Data shown.
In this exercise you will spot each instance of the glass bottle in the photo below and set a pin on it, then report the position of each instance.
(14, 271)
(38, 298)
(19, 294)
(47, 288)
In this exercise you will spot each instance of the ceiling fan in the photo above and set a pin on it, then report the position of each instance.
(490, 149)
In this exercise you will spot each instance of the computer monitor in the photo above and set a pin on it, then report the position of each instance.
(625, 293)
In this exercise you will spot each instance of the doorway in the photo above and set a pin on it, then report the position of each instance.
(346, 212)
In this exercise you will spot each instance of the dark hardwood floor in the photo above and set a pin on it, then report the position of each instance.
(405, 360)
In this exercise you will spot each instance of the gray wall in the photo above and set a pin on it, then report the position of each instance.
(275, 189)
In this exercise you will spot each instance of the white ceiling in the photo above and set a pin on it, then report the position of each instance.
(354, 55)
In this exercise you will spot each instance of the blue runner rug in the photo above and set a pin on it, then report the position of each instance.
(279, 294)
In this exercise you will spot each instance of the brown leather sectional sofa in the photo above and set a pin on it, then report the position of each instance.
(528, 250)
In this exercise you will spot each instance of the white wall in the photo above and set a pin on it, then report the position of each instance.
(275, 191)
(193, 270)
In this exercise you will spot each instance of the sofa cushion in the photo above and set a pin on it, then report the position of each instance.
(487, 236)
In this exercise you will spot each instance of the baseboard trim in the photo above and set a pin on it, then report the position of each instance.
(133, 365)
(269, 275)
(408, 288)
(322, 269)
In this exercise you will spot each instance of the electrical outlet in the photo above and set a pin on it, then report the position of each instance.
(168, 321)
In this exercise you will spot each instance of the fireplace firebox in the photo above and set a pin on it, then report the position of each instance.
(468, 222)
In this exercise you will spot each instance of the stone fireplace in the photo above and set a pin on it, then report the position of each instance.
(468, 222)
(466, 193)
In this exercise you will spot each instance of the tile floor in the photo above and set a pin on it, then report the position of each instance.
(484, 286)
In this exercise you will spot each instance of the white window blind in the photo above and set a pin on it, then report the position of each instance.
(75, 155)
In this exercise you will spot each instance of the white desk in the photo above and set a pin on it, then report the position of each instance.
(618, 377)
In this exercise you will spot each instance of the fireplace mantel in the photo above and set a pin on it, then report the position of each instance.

Instructions to follow.
Quote each of the items above word for word, in the order they appear.

Answer to this task.
In this exercise you will spot each instance of the glass bottle in the photo below and set a pin on it, then report the position of each instance.
(14, 271)
(38, 298)
(19, 294)
(47, 288)
In this exercise you will spot each instance of the ceiling fan in the photo above and set a pin on it, then report the position of each instance.
(490, 149)
In this exercise you will spot each instance of the computer monitor in the photo above and set a pin on it, then report the position of each instance.
(625, 293)
In this exercise you will spot each instance of the doorway in the photo above and set a pin on it, then report the position of each instance.
(346, 212)
In this exercise you will spot each instance of the dark hardwood floor in the photo above and set a pin on it, then report the position of each instance.
(405, 360)
In this exercise you will spot each instance of the gray wall in the photo above and set a pin on it, then report the position of each instance.
(275, 189)
In this exercise you will spot each instance of the white ceiling in the photo above and set a pin on it, then report the position of each instance.
(354, 55)
In this exercise you will spot each instance of the blue runner rug in the photo above and set a pin on it, then report the position of each instance.
(279, 294)
In this exercise you will spot each instance of the brown leather sectional sofa in the photo above and set a pin on it, then report the position of each instance.
(528, 250)
In this exercise you will spot each instance of the white wall in the photo above and set a pin on it, then report the position of each instance.
(275, 191)
(193, 270)
In this exercise you will spot each instance of the sofa cushion in the photo above and set a pin on it, then report the position of each instance.
(487, 236)
In this exercise you will spot each instance of the baseboard trim in the photo above and set a pin on it, then report the position of each instance.
(133, 365)
(269, 275)
(408, 288)
(322, 269)
In this exercise you will spot each instance of the electrical outlet in the photo above and set a pin on it, then report the position of each instance.
(168, 321)
In this exercise you will spot each instance of the fireplace firebox in the photo above and set a pin on it, then report the position of each instance.
(468, 222)
In this exercise you will spot each instance of the stone fireplace in the photo above and set a pin on it, then report the position of each instance.
(468, 222)
(466, 193)
In this exercise you will spot each instance of the tile floor in the photo above and set a pin on it, then report the position of each instance.
(484, 286)
In this exercise you will spot each instance of the white window blind in the photo above and set a pin on it, then report the position of each instance.
(75, 155)
In this exercise you will spot each instance of the white desk in the photo above and set a pin on it, then report the position of each instance.
(618, 377)
In this exercise you will spot each instance of the fireplace mantel in the photo above and set a pin on it, then report the position of each instance.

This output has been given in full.